◆ JOBS ◆
#1 In the forum post about Linux and the Amiga, which Amiga flavors are listed in parentheses?
#2 Update the records from their first line through the line containing "<point>133,272</point>", swapping "photo" for "image" and changing nothing else. Omit the pictures from your version.
# EXTRACT TO READ start
Quote from: spirantho;670441
Saying "Linux is perfect for a new Amiga" is like saying "Bananas are perfect for a new Orange". Great, but what if you don't like bananas, and your oranges are just fine anyway thankyouverymuch?

Linux IS NOT Amiga. Never has been, never will be, and you can stick as many stickers as you like saying "Commodore" and "Amiga" on a Linux PC, it'll still be a Linux PC.

Amiga is not just a brand... what it is varies from person to person, for some it's the classic hardware, for some it's the OS, but it is not just a name. If you like using Linux, and it's filled a niche that used to be filled by an Amiga, that's great, but don't kid yourself you're still using an Amiga, you're not, you're a Linux user.

Sorry if I sound irate here, but for C=USA to barge in and call their Linux distro an Amiga is cocking a snook at all the hard work that's been done by the real Amiga users, in whatever flavour (AROS,MOS,AOS 4) that may be.
# EXTRACT TO READ end
# SUPPLIED RECORDS start
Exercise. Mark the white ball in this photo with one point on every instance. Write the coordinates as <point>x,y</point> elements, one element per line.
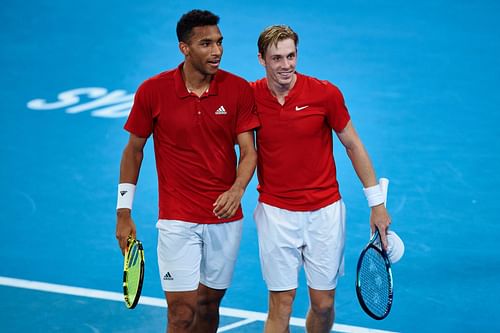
<point>395,247</point>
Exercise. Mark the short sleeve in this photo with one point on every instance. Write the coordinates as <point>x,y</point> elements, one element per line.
<point>140,119</point>
<point>337,113</point>
<point>247,118</point>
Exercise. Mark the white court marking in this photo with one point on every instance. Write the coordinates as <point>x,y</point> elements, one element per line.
<point>247,317</point>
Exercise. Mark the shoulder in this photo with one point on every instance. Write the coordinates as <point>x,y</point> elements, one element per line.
<point>259,85</point>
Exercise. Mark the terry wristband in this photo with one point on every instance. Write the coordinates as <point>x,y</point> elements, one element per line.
<point>126,193</point>
<point>374,195</point>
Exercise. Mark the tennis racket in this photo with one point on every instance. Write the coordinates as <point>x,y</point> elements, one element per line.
<point>374,285</point>
<point>133,272</point>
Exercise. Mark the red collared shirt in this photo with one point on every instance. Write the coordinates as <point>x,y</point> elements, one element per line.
<point>194,140</point>
<point>296,169</point>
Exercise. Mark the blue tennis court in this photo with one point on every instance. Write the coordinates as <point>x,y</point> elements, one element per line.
<point>420,82</point>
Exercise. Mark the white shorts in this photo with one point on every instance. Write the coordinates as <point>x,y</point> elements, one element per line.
<point>193,253</point>
<point>290,239</point>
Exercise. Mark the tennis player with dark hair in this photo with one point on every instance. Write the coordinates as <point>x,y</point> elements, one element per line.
<point>196,114</point>
<point>300,216</point>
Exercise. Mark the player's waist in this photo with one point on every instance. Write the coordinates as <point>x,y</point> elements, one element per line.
<point>299,200</point>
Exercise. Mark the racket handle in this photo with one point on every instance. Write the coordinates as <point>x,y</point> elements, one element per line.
<point>384,186</point>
# SUPPLIED RECORDS end
◆ TASK RESULTS ◆
#1 AROS, MOS, and AOS 4.

#2
Exercise. Mark the white ball in this image with one point on every instance. Write the coordinates as <point>x,y</point> elements, one element per line.
<point>395,247</point>
Exercise. Mark the short sleeve in this image with one point on every instance. Write the coordinates as <point>x,y</point> elements, one element per line.
<point>140,119</point>
<point>337,113</point>
<point>247,118</point>
Exercise. Mark the white court marking in this image with one point on every instance. Write the coordinates as <point>x,y</point> elements, one element per line.
<point>247,317</point>
Exercise. Mark the shoulder in this image with one point on every instance. Write the coordinates as <point>x,y</point> elements, one element per line.
<point>259,85</point>
Exercise. Mark the terry wristband in this image with one point on every instance. Write the coordinates as <point>x,y</point> elements, one element per line.
<point>126,193</point>
<point>374,195</point>
Exercise. Mark the tennis racket in this image with one point on every instance. Write the coordinates as <point>x,y</point> elements, one element per line.
<point>374,285</point>
<point>133,272</point>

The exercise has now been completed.